**Article:**
··········
Identity Politics Boo Boo in Boston
“I don’t argue with fools who say islam is terrorism it’s not worth a thing, let an idiot remain an idiot”
-- Jan. 15 Tweet from Dzhokhar Tsarnaev, now in custody as a suspect in the April 15 terrorist bombing of the Boston Marathon.
Here’s some awful irony for those who wished that the Boston bomber would turn out to be a “white American”: The suspect in custody is a Caucasian and an American citizen.
But that’s not exactly what they meant, was it?
Yes, Dzhokhar Tsarnaev is pallid, and yes he is American. But the wishful thinking at Salon and other outlets was really that those responsible be natural-born citizens of European descent, probably preferably Christian and anti-government in ideology.
That the suspects in the bombing are or were Muslim and immigrants from a hotbed of Islamist militancy kind of negates the whole “white privilege” thing as it relates to the concentration of melanin in their skin.
While conservatives argue whether Tsarnaev deserves the constitutional rights due him as a citizen or whether to treat him as a soldier in the global jihad, liberals are having a tougher go of it.
The ethnic and religious background of the suspects in the case make it harder to argue for legislation in favor of increased immigration or for curbs on firearm ownership than would have been the case if David Sirota’s ideal militiaman had been the culprit.
But in addition, liberal hopes that President Obama would ease his global air war on Islamists, close the military prison at Guantanamo Bay and further speed the withdrawal from Afghanistan have suffered a setback given the affiliations of the suspects.
Sequestration Hammer About to Drop
"The Federal Aviation Administration plans to furlough air traffic controllers starting Sunday, which the agency predicts could cause extensive ground delays ranging from 50 minutes to two hours and a reduction in flight arrivals of 30% to 40% at certain airports."
··········
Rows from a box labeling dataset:
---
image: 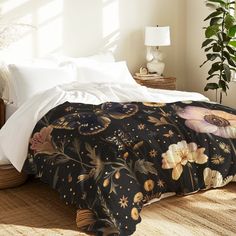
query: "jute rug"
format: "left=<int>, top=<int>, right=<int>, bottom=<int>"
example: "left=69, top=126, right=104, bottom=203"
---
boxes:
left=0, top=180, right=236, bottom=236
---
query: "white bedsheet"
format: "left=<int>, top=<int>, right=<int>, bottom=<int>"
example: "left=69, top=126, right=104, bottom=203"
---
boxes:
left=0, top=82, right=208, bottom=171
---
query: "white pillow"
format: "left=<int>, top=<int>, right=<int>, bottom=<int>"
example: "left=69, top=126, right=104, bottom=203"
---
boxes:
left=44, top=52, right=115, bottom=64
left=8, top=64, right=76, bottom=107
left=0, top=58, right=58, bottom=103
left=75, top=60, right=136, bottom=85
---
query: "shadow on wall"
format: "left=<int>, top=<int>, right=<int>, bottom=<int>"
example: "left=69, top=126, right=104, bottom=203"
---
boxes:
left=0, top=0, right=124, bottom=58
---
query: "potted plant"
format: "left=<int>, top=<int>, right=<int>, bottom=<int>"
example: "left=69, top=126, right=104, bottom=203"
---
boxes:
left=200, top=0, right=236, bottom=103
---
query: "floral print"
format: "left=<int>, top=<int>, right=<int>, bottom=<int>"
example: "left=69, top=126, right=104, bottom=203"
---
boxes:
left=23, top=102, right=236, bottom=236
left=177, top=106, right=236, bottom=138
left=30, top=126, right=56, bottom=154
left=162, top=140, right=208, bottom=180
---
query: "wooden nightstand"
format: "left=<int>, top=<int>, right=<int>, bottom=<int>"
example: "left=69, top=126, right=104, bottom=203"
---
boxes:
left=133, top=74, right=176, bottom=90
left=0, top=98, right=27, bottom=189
··········
**To do:**
1 > Output the passage of the article from "-- Jan. 15 Tweet" up to and including "anti-government in ideology.".
2 > Answer these questions from the article:
(a) On what date was the quoted tweet posted?
(b) What is the date of the bombing of the Boston Marathon?
(c) What range of ground delays does the Federal Aviation Administration predict from furloughing air traffic controllers?

**Expected responses:**
1 >
-- Jan. 15 Tweet from Dzhokhar Tsarnaev, now in custody as a suspect in the April 15 terrorist bombing of the Boston Marathon.
Here’s some awful irony for those who wished that the Boston bomber would turn out to be a “white American”: The suspect in custody is a Caucasian and an American citizen.
But that’s not exactly what they meant, was it?
Yes, Dzhokhar Tsarnaev is pallid, and yes he is American. But the wishful thinking at Salon and other outlets was really that those responsible be natural-born citizens of European descent, probably preferably Christian and anti-government in ideology.

2 >
(a) Jan. 15
(b) April 15
(c) From 50 minutes to two hours